• **EXTRACTED DATA**:
## Start

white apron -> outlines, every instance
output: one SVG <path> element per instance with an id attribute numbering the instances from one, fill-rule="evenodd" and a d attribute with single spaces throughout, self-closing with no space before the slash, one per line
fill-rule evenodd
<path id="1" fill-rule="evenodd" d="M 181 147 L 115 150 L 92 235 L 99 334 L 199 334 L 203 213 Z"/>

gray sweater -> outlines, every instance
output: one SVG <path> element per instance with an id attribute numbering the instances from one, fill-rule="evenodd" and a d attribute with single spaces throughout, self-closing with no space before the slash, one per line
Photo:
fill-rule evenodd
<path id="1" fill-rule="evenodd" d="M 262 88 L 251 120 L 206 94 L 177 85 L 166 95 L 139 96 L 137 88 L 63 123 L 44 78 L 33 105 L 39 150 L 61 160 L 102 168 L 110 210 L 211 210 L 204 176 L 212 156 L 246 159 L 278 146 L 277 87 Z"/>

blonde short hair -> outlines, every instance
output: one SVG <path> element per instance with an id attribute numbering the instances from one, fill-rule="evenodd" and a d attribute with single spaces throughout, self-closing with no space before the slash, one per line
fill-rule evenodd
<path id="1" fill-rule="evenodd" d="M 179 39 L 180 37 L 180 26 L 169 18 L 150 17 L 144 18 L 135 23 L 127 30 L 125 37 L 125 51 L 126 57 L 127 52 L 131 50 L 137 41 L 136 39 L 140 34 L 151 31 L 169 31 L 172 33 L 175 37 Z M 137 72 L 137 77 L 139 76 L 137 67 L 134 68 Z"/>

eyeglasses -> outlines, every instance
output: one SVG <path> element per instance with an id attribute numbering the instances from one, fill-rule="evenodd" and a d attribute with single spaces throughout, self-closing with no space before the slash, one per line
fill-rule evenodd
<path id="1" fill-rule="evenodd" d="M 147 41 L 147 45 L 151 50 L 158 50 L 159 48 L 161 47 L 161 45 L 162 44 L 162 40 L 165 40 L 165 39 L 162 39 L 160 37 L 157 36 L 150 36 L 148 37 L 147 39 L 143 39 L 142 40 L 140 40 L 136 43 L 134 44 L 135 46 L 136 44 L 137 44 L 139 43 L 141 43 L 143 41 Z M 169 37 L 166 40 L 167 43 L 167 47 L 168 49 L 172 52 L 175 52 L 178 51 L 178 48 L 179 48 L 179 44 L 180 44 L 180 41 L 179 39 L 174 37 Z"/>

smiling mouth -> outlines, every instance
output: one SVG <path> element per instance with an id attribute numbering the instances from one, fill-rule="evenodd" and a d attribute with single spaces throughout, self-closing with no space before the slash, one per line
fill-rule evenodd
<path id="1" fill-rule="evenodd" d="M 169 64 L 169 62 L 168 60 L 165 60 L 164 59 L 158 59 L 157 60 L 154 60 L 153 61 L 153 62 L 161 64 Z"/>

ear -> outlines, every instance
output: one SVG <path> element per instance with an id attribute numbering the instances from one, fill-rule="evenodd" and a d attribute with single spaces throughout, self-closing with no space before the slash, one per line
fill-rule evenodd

## End

• **TASK DETAILS**:
Copy the rows character for character, from the first line of the rows through the line containing "179 39 L 180", including that line.

• **COMPLETED EXERCISE**:
white apron -> outlines, every instance
output: one SVG <path> element per instance with an id attribute numbering the instances from one, fill-rule="evenodd" and a d attribute with single spaces throughout, self-closing with no space before the slash, one per line
fill-rule evenodd
<path id="1" fill-rule="evenodd" d="M 181 147 L 115 150 L 92 235 L 99 334 L 199 334 L 203 213 Z"/>

gray sweater -> outlines, every instance
output: one SVG <path> element per instance with an id attribute numbering the instances from one, fill-rule="evenodd" and a d attribute with single spaces throughout, self-closing with no space before the slash, one per line
Photo:
fill-rule evenodd
<path id="1" fill-rule="evenodd" d="M 262 88 L 251 120 L 206 94 L 177 85 L 166 95 L 139 96 L 137 88 L 63 123 L 44 78 L 33 105 L 39 150 L 61 160 L 102 168 L 110 210 L 211 210 L 204 176 L 212 156 L 246 159 L 278 146 L 277 87 Z"/>

blonde short hair -> outlines, every instance
output: one SVG <path> element per instance with an id attribute numbering the instances from one, fill-rule="evenodd" and a d attribute with single spaces throughout, self-closing with no space before the slash, one per line
fill-rule evenodd
<path id="1" fill-rule="evenodd" d="M 179 39 L 180 37 L 180 26 L 169 18 L 150 17 L 144 18 L 135 23 L 127 30 L 125 37 L 125 51 L 126 57 L 127 52 L 131 50 L 137 41 L 136 39 L 140 34 L 151 31 L 169 31 L 172 33 L 175 37 Z M 137 72 L 137 77 L 139 76 L 137 67 L 134 68 Z"/>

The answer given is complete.